+++ Given data

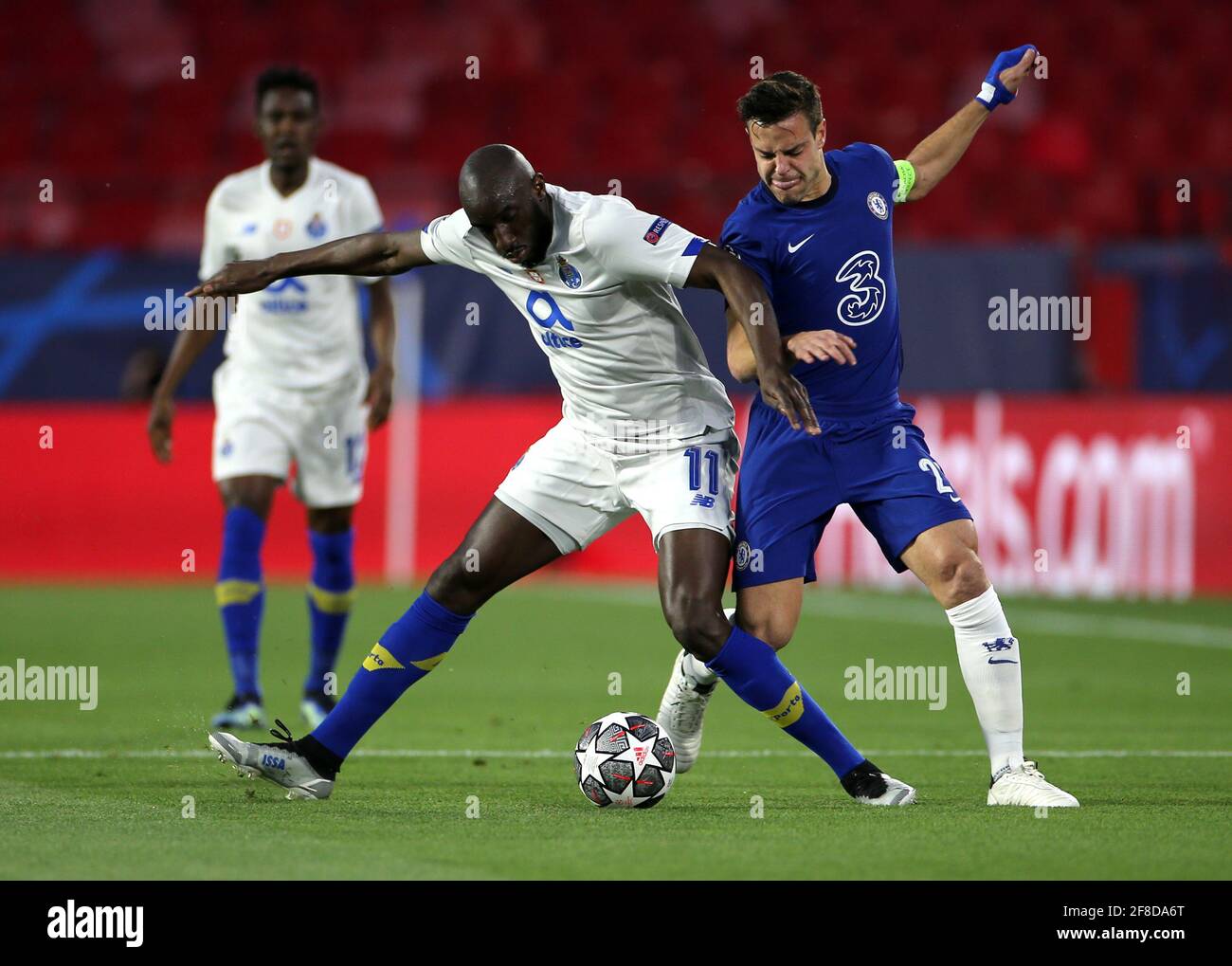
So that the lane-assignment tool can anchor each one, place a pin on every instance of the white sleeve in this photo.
(364, 216)
(213, 246)
(444, 241)
(365, 212)
(640, 246)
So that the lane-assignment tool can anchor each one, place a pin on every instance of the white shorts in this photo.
(574, 492)
(260, 428)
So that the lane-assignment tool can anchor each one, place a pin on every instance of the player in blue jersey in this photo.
(818, 230)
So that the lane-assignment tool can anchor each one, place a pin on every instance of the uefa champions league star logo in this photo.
(570, 275)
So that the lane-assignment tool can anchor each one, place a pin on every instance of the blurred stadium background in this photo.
(1109, 179)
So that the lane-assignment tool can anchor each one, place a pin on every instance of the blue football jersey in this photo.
(828, 264)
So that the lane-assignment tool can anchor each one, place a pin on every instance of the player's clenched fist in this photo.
(237, 279)
(1006, 75)
(820, 345)
(784, 392)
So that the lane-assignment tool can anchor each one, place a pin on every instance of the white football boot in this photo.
(681, 710)
(278, 761)
(869, 785)
(1025, 785)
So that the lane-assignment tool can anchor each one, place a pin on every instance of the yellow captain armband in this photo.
(906, 180)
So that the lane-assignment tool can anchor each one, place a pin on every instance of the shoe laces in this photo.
(1031, 772)
(283, 735)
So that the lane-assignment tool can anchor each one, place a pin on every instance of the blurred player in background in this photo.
(645, 428)
(295, 386)
(817, 230)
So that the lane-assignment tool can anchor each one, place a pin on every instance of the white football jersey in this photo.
(602, 307)
(299, 332)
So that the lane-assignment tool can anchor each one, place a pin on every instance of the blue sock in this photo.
(239, 594)
(329, 601)
(414, 645)
(752, 670)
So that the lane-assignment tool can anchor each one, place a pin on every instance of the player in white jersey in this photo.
(294, 389)
(645, 428)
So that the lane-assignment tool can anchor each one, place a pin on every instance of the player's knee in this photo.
(457, 586)
(331, 520)
(698, 625)
(962, 576)
(251, 493)
(772, 629)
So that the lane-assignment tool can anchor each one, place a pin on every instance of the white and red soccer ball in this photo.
(625, 759)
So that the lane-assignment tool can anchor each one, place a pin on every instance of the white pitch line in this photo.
(927, 613)
(551, 753)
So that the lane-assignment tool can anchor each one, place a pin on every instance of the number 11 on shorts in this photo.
(694, 455)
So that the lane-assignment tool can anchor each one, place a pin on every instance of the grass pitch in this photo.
(105, 793)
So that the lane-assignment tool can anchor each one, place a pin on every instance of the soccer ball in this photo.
(625, 759)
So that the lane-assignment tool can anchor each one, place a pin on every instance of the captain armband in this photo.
(906, 180)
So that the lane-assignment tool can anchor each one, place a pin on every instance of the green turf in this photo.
(531, 673)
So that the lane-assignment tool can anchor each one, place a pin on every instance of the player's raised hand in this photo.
(380, 397)
(784, 392)
(822, 344)
(1006, 75)
(158, 428)
(237, 279)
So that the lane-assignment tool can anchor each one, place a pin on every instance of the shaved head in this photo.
(508, 201)
(493, 169)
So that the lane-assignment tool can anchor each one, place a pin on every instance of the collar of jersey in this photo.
(267, 183)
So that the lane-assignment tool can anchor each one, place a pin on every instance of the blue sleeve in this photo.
(891, 172)
(750, 249)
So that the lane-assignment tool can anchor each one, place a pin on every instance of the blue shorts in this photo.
(791, 483)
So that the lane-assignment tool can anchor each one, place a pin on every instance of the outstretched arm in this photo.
(750, 303)
(936, 155)
(380, 253)
(814, 345)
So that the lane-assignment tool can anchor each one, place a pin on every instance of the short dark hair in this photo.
(779, 97)
(286, 77)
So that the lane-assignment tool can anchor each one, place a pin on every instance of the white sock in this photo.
(698, 669)
(982, 635)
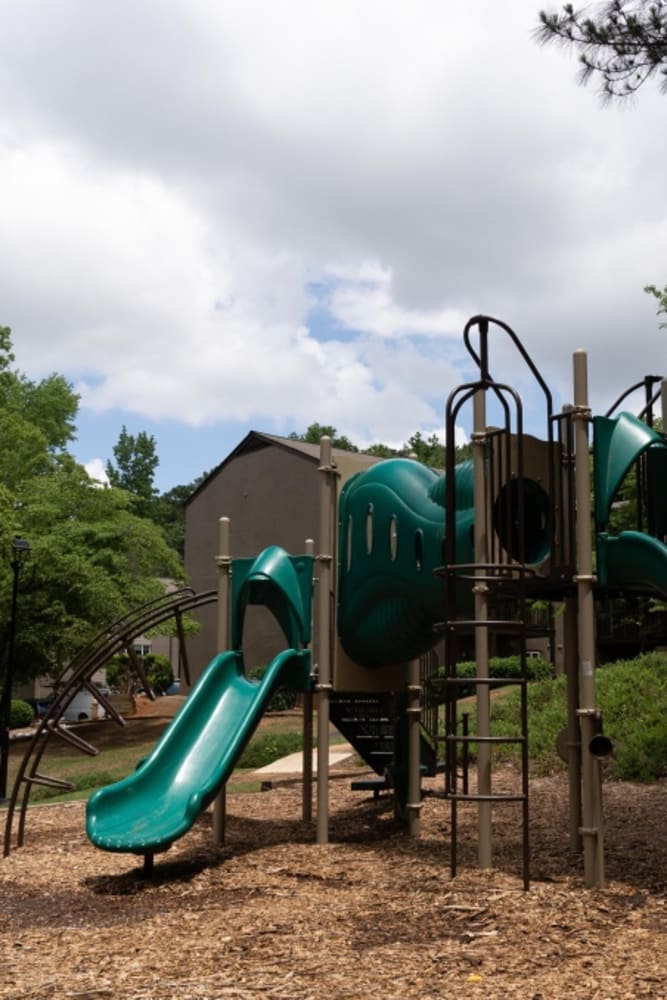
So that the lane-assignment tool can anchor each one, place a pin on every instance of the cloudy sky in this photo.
(219, 216)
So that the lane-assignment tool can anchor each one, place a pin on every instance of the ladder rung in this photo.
(462, 797)
(485, 739)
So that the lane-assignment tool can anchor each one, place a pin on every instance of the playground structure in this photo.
(407, 557)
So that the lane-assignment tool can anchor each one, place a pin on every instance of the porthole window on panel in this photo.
(419, 548)
(393, 537)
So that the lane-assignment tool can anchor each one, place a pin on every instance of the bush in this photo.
(632, 696)
(122, 677)
(159, 672)
(21, 714)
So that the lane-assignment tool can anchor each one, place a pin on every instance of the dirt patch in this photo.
(372, 914)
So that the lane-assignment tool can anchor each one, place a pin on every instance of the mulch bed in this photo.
(372, 914)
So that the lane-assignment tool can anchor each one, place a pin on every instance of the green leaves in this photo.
(661, 296)
(623, 45)
(92, 556)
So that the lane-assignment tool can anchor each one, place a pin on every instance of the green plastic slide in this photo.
(632, 560)
(145, 812)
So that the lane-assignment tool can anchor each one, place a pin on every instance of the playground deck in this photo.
(372, 915)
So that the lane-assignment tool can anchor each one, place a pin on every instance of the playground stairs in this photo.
(370, 724)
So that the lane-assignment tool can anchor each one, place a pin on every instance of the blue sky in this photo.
(281, 213)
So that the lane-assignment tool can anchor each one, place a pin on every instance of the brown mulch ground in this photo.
(372, 914)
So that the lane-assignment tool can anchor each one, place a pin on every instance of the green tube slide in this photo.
(145, 812)
(632, 561)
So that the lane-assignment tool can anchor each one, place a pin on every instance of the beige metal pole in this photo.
(571, 650)
(480, 591)
(224, 563)
(325, 634)
(591, 806)
(307, 786)
(413, 805)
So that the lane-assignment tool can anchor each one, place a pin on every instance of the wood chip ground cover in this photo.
(372, 914)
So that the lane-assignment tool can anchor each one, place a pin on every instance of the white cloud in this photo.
(164, 226)
(96, 469)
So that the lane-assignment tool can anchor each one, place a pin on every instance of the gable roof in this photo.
(256, 440)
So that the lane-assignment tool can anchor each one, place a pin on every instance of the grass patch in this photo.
(122, 749)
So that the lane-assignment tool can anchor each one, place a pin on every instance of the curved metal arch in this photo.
(106, 644)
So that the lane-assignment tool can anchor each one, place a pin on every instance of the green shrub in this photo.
(21, 714)
(159, 672)
(632, 696)
(122, 677)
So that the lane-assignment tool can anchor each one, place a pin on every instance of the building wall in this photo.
(272, 498)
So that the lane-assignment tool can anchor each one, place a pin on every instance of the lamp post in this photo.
(20, 550)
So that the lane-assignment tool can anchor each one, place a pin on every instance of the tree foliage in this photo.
(315, 432)
(136, 461)
(661, 296)
(619, 43)
(430, 451)
(92, 558)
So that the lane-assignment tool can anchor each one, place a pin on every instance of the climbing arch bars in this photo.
(107, 643)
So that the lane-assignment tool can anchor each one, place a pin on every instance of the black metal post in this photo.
(20, 549)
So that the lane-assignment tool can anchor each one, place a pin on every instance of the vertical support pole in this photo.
(591, 806)
(570, 651)
(224, 563)
(307, 786)
(480, 591)
(413, 710)
(325, 635)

++++++

Every entry above should be restated word for word, with the images left out.

Solution to this exercise |
So that the lane-assignment tool can anchor each one, place a pin on every instance of the white sleeve in this photo.
(364, 216)
(213, 246)
(444, 241)
(365, 212)
(640, 246)
So that the lane-assignment tool can anchor each one, place a pin on every instance of the white shorts in this photo.
(574, 492)
(260, 428)
So that the lane-assignment tool can anchor each one, place a pin on every instance of the player in blue jersey in this photo.
(818, 230)
So that the lane-assignment tool can anchor each one, place a pin on every instance of the uefa champions league star logo in this photo.
(570, 275)
So that the lane-assignment tool can anchor each one, place a pin on every instance of the blurred stadium background in this photo.
(1109, 179)
So that the lane-assignment tool can anchor each one, place a pin on every instance of the blue football jersey in this photo.
(828, 264)
So that the lane-assignment tool can anchor each one, place a pin on every instance of the player's clenched fist in this photo.
(237, 279)
(1006, 75)
(820, 345)
(784, 392)
So that the lane-assignment tool can anchor each one, place a pin on every instance of the white football boot in this photo.
(681, 710)
(278, 761)
(869, 785)
(1025, 785)
So that the lane-assignment tool can anchor each one, place a pin on every instance of the yellow captain armband in this photo.
(906, 180)
So that the lane-assignment tool can anchor each one, place a pin on every instance of the shoe laces in this photo.
(1031, 772)
(283, 735)
So that the lane-assignment tool can anchor each one, place a pin on every instance of the blurred player in background in this photo.
(645, 428)
(295, 386)
(817, 230)
So that the lane-assignment tool can anchor each one, place a pin on every instance of the white football jersey in this photo.
(602, 307)
(299, 332)
So that the lane-assignment tool can anchor each one, place a pin on every instance of the blue sock in this photo.
(239, 594)
(329, 601)
(414, 645)
(752, 670)
So that the lane-assignment tool can anchor each one, place a pin on every instance of the player in white jersey in this photo.
(294, 389)
(645, 428)
So that the lane-assignment tool can anchor each one, place a pin on every instance of the player's knee in this photo.
(457, 586)
(331, 520)
(698, 625)
(962, 576)
(251, 493)
(772, 629)
So that the lane-assignment tool can anchor each one, place a pin on every instance of the white and red soccer ball in this photo.
(625, 759)
So that the lane-assignment tool can anchor each one, place a pin on every instance of the white pitch line in this photo.
(927, 613)
(551, 753)
So that the lane-assignment tool can anchor each one, place a pin on every instance of the number 11 on shorts in this photo.
(694, 455)
So that the lane-assignment tool can anchor each one, place a pin on every instance of the grass pitch in this photo.
(105, 793)
So that the lane-assignment tool can anchor each one, place a pin on every instance of the soccer ball in this photo.
(625, 759)
So that the lane-assignment tool can anchor each one, place a pin on every instance of the captain armband in this photo.
(906, 180)
So that the lane-assignment tool can anchor each one, place a pin on every instance of the green turf in this photo.
(531, 673)
So that the lane-assignment tool can anchor each one, place a pin on every instance of the player's raised hand in this photo.
(380, 397)
(784, 392)
(822, 344)
(1006, 75)
(158, 428)
(237, 279)
So that the lane-assignment tool can anchor each one, place a pin on every instance of the shaved head in this photo.
(508, 201)
(493, 169)
So that the lane-assignment tool can anchor each one, place a pin on every instance of the collar of jersey in this photo.
(267, 183)
So that the lane-assignment tool can anchor each one, place a pin on every instance of the blue sleeve in this photo.
(891, 172)
(750, 249)
So that the lane-assignment tool can anchor each one, place a pin on every instance of the blue shorts in this photo.
(791, 483)
So that the lane-assignment tool can anchor each one, place a pin on every instance of the outstretched arm in this photo.
(750, 303)
(936, 155)
(380, 253)
(814, 345)
So that the lane-assignment tool can anchor each one, place a pin on every instance of the short dark hair in this photo.
(779, 97)
(286, 77)
So that the lane-assignment tool can anchor each one, place a pin on every instance of the white sock in this photo.
(698, 669)
(982, 635)
So that the lane-assignment tool can anchor each one, place a pin on every instance of the cloudy sky in this photo.
(219, 216)
So that the lane-assignment tool can anchor each one, place a pin on every instance of the ladder rung in this photo.
(462, 797)
(485, 739)
So that the lane-assignment tool can anchor each one, place a pin on every instance of the playground structure in this photo.
(407, 557)
So that the lane-assignment tool can anchor each one, place a pin on every instance of the porthole window on panel in this photo.
(419, 548)
(393, 537)
So that the lane-assignment tool can anchor each one, place a pin on every instance of the bush in this photo.
(632, 696)
(122, 677)
(159, 672)
(21, 714)
So that the lane-assignment tool can anchor each one, place a pin on every instance of the dirt patch in this photo.
(372, 914)
So that the lane-assignment tool can anchor each one, place a pin on every instance of the mulch bed in this photo.
(372, 914)
So that the lane-assignment tool can anchor each one, place a pin on every instance of the green leaves in this photo.
(661, 296)
(623, 45)
(92, 556)
So that the lane-assignment tool can anchor each one, place a pin on every instance of the green plastic slide in this photo.
(632, 560)
(145, 812)
So that the lane-assignment tool can anchor each one, place a pin on every instance of the playground deck in this photo.
(372, 915)
So that the lane-assignment tool can anchor each one, place a pin on every instance of the playground stairs in this photo.
(370, 724)
So that the lane-assignment tool can anchor each one, place a pin on every instance of the blue sky in this photo.
(281, 213)
So that the lane-assignment tool can anchor each one, place a pin on every instance of the brown mulch ground in this photo.
(372, 914)
So that the lane-assignment tool can anchor each one, place a pin on every instance of the green tube slide in this photo.
(145, 812)
(632, 561)
So that the lane-assignment tool can anchor each one, place a pin on every instance of the beige metal pole in this photo.
(571, 650)
(480, 591)
(224, 563)
(325, 634)
(591, 806)
(307, 786)
(413, 805)
So that the lane-assignment tool can anchor each one, place a pin on every instance of the wood chip ground cover in this photo.
(372, 914)
So that the lane-assignment tool can anchor each one, place a pin on every instance of the white cloud in this photo.
(164, 226)
(96, 469)
So that the lane-assignment tool can anchor each one, place a pin on every instance of the gable roof in this photo.
(256, 440)
So that the lane-assignment tool can anchor each one, place a pin on every instance of the grass patch in this photo.
(122, 749)
So that the lane-assignment tool can anchor each one, place a pin on every instance of the curved metal arch in this photo.
(106, 644)
So that the lane-assignment tool can anchor each one, place a pin on every instance of the green shrub in this photo.
(21, 714)
(159, 672)
(632, 696)
(122, 677)
So that the lane-assignment tool can anchor each one, place a pin on every instance of the building wall in this photo.
(272, 498)
So that the lane-assignment tool can anchor each one, place a pin on every instance of the lamp post in this photo.
(20, 550)
So that the lane-assignment tool can anchor each one, place a pin on every instance of the tree foliage in this photo.
(315, 432)
(136, 461)
(661, 296)
(619, 43)
(430, 451)
(92, 558)
So that the lane-assignment tool can anchor each one, place a pin on every instance of the climbing arch bars in this photo.
(107, 643)
So that the lane-assignment tool can anchor each one, place a pin on every instance of the black metal post in this photo.
(20, 549)
So that the lane-assignment tool can anchor each one, place a pin on every instance of the vertical support pole in this photo.
(591, 806)
(570, 651)
(224, 563)
(307, 786)
(480, 591)
(413, 710)
(325, 635)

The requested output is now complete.